Starting with the line that contains "Annotate the metal gate in" and going on through the end of the listing, rewrite those lines with "orange" replaced by "red" and everything else left unchanged.

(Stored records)
+-------+
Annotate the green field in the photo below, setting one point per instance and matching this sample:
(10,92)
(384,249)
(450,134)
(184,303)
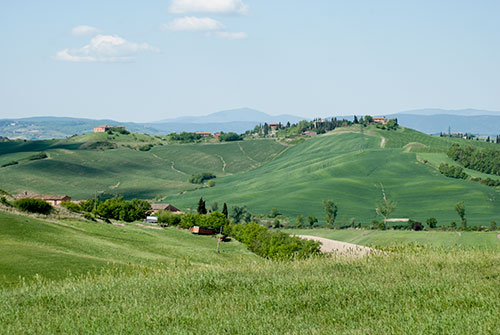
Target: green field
(374,238)
(349,166)
(163,170)
(134,280)
(53,249)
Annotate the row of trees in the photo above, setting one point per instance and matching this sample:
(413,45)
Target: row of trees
(483,160)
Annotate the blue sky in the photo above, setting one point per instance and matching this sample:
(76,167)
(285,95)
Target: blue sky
(150,60)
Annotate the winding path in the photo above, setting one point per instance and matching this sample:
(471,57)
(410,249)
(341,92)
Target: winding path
(332,246)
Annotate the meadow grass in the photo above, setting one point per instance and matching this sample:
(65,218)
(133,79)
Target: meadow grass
(412,291)
(349,167)
(435,238)
(54,249)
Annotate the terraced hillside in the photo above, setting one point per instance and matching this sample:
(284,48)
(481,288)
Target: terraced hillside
(83,165)
(351,166)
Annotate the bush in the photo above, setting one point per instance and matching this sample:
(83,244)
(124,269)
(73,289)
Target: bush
(274,245)
(169,218)
(34,206)
(71,206)
(10,163)
(89,216)
(201,177)
(40,155)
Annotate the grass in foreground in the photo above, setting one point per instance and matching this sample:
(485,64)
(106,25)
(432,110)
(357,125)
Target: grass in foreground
(415,291)
(444,239)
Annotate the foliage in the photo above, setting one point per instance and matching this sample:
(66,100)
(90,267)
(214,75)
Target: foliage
(460,209)
(229,137)
(120,209)
(10,163)
(40,155)
(330,212)
(274,245)
(169,218)
(185,137)
(202,209)
(432,222)
(452,171)
(33,206)
(483,160)
(201,177)
(71,206)
(240,213)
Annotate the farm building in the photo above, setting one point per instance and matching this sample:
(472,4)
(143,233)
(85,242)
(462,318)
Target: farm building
(275,126)
(54,200)
(318,123)
(105,128)
(380,120)
(165,207)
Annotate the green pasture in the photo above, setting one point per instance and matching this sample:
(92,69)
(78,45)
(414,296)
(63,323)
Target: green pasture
(350,167)
(54,249)
(444,239)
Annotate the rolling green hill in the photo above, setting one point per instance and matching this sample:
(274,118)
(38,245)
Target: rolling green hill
(78,168)
(53,249)
(350,166)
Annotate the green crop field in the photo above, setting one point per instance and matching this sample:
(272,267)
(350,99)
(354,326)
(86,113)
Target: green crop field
(350,166)
(95,278)
(444,239)
(163,170)
(54,248)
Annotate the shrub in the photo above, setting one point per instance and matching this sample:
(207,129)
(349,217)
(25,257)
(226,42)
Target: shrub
(10,163)
(201,177)
(34,206)
(89,216)
(40,155)
(169,218)
(432,222)
(71,206)
(274,245)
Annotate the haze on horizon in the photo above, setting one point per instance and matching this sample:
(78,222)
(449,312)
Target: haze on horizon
(135,62)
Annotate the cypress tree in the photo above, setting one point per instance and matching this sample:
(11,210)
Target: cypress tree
(224,210)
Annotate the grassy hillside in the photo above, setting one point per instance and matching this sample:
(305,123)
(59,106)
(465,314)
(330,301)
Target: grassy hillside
(444,239)
(53,249)
(432,291)
(75,169)
(350,166)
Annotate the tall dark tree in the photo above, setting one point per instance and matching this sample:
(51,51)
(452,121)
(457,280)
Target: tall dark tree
(202,209)
(224,210)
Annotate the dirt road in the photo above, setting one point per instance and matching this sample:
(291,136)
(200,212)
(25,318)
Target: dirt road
(340,247)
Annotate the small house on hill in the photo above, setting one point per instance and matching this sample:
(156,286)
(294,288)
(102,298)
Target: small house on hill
(54,200)
(165,207)
(105,128)
(380,120)
(204,133)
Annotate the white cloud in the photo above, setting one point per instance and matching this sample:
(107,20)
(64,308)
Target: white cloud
(208,6)
(191,23)
(84,30)
(105,48)
(231,36)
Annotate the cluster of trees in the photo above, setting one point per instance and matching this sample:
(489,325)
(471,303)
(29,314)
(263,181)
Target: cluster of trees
(116,208)
(33,206)
(200,178)
(274,245)
(483,160)
(230,137)
(452,171)
(185,137)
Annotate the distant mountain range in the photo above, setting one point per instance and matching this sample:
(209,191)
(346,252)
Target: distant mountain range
(430,121)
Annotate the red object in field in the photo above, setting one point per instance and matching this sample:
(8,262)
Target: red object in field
(202,231)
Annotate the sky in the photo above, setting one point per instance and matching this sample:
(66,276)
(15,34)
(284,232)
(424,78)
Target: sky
(150,60)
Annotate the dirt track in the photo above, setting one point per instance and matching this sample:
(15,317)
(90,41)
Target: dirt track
(340,247)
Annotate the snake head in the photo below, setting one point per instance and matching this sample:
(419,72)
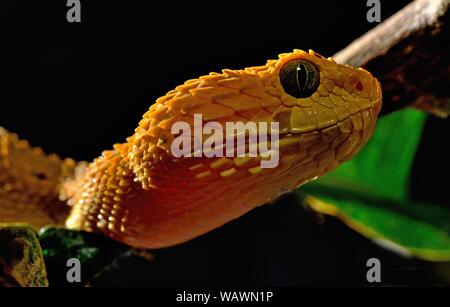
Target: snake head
(316,102)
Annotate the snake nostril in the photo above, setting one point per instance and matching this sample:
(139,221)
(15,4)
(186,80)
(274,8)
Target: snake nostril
(356,84)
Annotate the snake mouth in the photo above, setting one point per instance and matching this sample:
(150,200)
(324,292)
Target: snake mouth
(358,119)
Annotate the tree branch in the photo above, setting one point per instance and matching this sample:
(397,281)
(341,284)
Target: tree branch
(409,54)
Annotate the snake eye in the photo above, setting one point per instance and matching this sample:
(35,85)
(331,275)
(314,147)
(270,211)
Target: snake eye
(299,78)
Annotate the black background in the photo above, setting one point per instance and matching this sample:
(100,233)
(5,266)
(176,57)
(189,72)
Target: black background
(75,89)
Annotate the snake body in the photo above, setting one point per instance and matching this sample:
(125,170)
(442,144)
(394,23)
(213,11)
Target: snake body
(140,194)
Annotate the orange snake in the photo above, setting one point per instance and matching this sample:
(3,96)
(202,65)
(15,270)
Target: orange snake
(138,193)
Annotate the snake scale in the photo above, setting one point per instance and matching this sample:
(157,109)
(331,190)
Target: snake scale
(138,193)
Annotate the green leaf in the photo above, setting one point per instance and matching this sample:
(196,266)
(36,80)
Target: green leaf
(21,260)
(384,164)
(370,192)
(94,252)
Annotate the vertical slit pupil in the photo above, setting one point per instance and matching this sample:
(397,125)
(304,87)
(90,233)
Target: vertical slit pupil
(302,76)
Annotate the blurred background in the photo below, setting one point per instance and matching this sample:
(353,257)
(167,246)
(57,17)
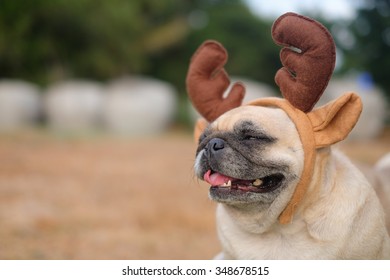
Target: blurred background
(96,150)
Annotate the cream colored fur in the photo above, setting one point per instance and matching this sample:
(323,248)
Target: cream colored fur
(340,218)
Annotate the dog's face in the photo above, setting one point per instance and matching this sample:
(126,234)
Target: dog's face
(250,156)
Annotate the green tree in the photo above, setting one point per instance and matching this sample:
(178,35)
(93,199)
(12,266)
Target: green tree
(48,40)
(370,44)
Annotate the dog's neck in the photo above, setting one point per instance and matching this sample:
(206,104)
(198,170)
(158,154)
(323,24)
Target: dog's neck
(258,219)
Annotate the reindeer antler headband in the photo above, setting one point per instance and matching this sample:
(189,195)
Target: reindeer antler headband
(308,58)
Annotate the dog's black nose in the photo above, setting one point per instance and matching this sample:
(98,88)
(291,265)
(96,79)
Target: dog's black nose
(215,145)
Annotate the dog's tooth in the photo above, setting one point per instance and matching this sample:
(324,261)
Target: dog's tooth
(257,182)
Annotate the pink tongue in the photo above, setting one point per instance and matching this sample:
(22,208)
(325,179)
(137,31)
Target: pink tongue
(215,179)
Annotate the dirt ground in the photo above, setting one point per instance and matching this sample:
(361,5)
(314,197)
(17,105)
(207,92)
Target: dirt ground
(112,198)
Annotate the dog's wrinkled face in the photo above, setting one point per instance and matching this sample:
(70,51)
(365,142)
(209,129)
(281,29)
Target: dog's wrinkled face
(250,155)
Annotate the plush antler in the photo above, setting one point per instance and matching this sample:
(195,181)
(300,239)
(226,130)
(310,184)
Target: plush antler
(207,81)
(308,58)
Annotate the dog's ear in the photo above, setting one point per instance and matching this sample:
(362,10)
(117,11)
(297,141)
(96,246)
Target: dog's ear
(200,126)
(335,120)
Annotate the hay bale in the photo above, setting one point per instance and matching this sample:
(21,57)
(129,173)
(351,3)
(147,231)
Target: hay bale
(74,106)
(20,104)
(139,106)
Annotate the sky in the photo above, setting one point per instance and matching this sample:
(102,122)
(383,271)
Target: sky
(330,9)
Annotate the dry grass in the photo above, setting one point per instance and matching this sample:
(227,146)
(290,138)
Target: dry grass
(106,198)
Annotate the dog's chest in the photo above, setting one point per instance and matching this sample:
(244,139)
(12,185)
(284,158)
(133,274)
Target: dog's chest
(281,242)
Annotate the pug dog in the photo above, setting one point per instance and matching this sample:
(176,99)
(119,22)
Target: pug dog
(283,190)
(253,157)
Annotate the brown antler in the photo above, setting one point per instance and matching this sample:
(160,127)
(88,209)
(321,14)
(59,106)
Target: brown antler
(207,81)
(308,58)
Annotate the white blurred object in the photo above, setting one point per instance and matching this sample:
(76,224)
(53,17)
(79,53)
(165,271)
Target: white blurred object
(19,104)
(372,120)
(139,106)
(253,90)
(74,106)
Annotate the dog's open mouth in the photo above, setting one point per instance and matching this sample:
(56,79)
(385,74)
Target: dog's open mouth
(259,185)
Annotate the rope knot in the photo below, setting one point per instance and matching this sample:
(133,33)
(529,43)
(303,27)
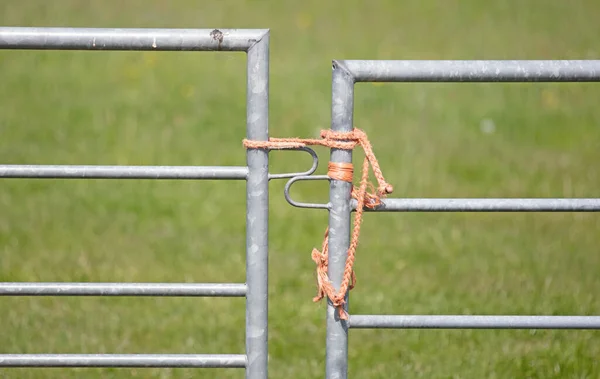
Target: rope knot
(343,171)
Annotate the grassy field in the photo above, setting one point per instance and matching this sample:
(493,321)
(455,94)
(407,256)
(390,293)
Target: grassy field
(463,140)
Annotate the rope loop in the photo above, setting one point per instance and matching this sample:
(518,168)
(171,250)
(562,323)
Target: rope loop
(366,195)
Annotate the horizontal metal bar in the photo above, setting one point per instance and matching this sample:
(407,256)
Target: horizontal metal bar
(123,289)
(486,205)
(122,172)
(124,360)
(472,70)
(129,39)
(473,322)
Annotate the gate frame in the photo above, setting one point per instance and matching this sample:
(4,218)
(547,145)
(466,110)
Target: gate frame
(345,75)
(255,43)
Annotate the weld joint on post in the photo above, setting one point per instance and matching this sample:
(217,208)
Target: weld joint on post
(341,66)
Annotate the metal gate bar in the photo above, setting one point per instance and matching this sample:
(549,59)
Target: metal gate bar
(473,322)
(345,74)
(255,43)
(122,172)
(123,289)
(486,205)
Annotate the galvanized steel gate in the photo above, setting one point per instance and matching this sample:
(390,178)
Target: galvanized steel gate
(340,206)
(256,44)
(345,74)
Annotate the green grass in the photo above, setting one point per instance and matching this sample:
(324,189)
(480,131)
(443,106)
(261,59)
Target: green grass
(189,108)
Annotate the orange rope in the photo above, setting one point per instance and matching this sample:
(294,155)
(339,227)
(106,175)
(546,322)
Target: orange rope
(344,172)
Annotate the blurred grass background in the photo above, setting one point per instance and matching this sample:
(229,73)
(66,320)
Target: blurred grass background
(432,140)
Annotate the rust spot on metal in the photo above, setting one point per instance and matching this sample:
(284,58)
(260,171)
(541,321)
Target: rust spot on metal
(217,35)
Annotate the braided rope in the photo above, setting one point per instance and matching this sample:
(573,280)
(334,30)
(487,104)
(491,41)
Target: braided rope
(364,198)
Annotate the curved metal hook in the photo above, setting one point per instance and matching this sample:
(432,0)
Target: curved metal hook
(305,173)
(286,192)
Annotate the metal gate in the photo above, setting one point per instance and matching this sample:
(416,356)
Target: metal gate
(340,206)
(345,74)
(256,44)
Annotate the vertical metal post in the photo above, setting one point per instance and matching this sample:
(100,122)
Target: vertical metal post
(257,214)
(336,365)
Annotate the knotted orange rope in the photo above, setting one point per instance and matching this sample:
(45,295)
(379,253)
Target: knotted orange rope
(344,172)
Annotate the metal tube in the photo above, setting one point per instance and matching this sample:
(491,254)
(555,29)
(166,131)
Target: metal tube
(124,360)
(486,205)
(122,172)
(128,39)
(123,289)
(474,322)
(474,71)
(257,214)
(336,365)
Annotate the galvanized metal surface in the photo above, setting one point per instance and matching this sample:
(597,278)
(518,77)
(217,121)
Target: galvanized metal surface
+-------+
> [ANSWER TO THIS TASK]
Annotate the metal gate in the photo above, setting one point per instance and matching this sample:
(416,356)
Target: metal gate
(340,206)
(345,74)
(256,44)
Annotate the vertical metal post in the photo above, setting one point per instance and matching this sample:
(100,122)
Target: vertical metal post
(257,214)
(336,365)
Annotate the knotted red rope in the photo above, setting one point per instance and matching this sample:
(45,295)
(379,253)
Target: knotted red rope
(344,172)
Annotate the metal tube in the photo above, setting one point per instance and matching this sample:
(491,254)
(555,29)
(166,131)
Target: metal tube
(124,360)
(486,205)
(122,172)
(128,39)
(123,289)
(474,322)
(474,71)
(257,214)
(336,365)
Annotate the galvanized metal surface in the photo above, setting one point per instance and matching this sample:
(597,278)
(518,77)
(217,121)
Target: galvanized metal surface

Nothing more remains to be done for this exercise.